╭─ Alıntı

Barış uzak savaş şiddetleniyor

Dosya Haberleri —

Noam Chomsky/Foto:AFP

Noam Chomsky/Foto:AFP

  • Rusya ve Ukranya savaşına ilişkin konuşan Filozof Noam Chomsky, "Batılı askeri analistler çeşitli nedenler öne sürüyorlar. Nedenler ne olursa olsun, gerçek ortada. Ukraynalıların hayatları ve daha fazlası üzerine oynanan kumar da devam ediyor ve çok az dikkat çekiyor" dedi.

Söyleşi: C.J. POLYCHRONİOU / Çeviri: Serap Güneş

Filozof Noam Chomsky, Rusya ile Ukrayna arasında başlayan savaşın küresel etkilerini ele aldı. ABD öncülüğündeki NATO ile Rusya arasında bir çatışma alanına dönüşen Ukrayna savaşının Rusya için yenilgiye doğru ilerlediğine dikkat çeken Chomsky, Vladimir Putin'in konvansiyonel silahları henüz kullanmadığını, buna başvurulması durumunda nükleer savaş tehlikesinin artacağını vurguluyor. Chomsky, ABD'nin Çin'e karşı da çevreleme politikası izlediğine işaret ederken, küresel düzenin yeni hegemonya savaşlarına sahne olduğunu belirtiyor.

╰─
╭─ Çıkarılan Veriler

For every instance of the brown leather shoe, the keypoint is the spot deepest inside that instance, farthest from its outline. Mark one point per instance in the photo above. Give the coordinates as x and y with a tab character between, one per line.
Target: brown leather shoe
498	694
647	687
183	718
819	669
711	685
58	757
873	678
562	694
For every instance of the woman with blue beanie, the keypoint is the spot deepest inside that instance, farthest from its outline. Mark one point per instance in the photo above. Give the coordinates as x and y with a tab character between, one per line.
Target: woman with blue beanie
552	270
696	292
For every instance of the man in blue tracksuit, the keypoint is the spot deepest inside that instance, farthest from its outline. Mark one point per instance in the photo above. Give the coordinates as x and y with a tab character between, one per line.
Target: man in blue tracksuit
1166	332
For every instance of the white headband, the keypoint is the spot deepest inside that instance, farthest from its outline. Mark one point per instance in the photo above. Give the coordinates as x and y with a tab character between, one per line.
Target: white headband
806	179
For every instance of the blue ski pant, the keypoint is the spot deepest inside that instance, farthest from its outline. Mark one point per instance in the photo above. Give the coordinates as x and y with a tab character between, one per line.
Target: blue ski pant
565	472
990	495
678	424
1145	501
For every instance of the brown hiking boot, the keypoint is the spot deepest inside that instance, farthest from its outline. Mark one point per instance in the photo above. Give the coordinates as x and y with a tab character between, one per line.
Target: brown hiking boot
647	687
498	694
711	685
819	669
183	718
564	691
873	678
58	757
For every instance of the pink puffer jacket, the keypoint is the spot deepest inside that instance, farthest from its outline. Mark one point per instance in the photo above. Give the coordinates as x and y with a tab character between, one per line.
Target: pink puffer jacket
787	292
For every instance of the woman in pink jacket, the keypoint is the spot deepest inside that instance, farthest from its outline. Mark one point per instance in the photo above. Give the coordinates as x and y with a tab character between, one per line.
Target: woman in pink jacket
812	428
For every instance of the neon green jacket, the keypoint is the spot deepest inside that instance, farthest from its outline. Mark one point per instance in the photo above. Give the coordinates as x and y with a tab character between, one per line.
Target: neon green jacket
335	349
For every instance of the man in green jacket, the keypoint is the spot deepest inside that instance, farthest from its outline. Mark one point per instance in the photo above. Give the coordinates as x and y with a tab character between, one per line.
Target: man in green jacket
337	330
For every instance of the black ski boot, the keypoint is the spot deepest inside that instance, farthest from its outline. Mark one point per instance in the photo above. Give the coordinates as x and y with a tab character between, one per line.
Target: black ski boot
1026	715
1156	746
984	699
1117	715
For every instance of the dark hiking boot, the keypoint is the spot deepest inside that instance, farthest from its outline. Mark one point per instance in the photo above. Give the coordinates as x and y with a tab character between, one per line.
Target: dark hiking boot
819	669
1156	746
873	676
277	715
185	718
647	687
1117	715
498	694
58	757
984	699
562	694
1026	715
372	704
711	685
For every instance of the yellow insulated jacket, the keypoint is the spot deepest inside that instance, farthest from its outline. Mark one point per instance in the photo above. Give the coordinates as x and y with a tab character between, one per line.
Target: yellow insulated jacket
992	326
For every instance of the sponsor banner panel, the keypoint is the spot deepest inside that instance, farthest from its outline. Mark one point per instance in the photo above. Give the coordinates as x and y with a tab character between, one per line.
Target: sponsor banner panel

╰─

Yapılacak İşler ▸
a – Alıntıya göre aşağıdaki soruları yanıtlayın:
(i) Söyleşiyi kim yapmıştır?
(ii) Çeviriyi kim yapmıştır?
(iii) Chomsky'ye göre ABD Çin'e karşı hangi politikayı izlemektedir?
b – Alıntıda "Filozof Noam Chomsky, Rusya" sözcüklerinden başlayıp "sahne olduğunu belirtiyor." sözcükleri de dahil olmak üzere bu sözcüklere kadar olan bölümü hiç değiştirmeden aktarın.

Görev Bazında Çözümler ▸
a –
(i) C.J. Polychroniou
(ii) Serap Güneş
(iii) Çevreleme politikası

b –
Filozof Noam Chomsky, Rusya ile Ukrayna arasında başlayan savaşın küresel etkilerini ele aldı. ABD öncülüğündeki NATO ile Rusya arasında bir çatışma alanına dönüşen Ukrayna savaşının Rusya için yenilgiye doğru ilerlediğine dikkat çeken Chomsky, Vladimir Putin'in konvansiyonel silahları henüz kullanmadığını, buna başvurulması durumunda nükleer savaş tehlikesinin artacağını vurguluyor. Chomsky, ABD'nin Çin'e karşı da çevreleme politikası izlediğine işaret ederken, küresel düzenin yeni hegemonya savaşlarına sahne olduğunu belirtiyor.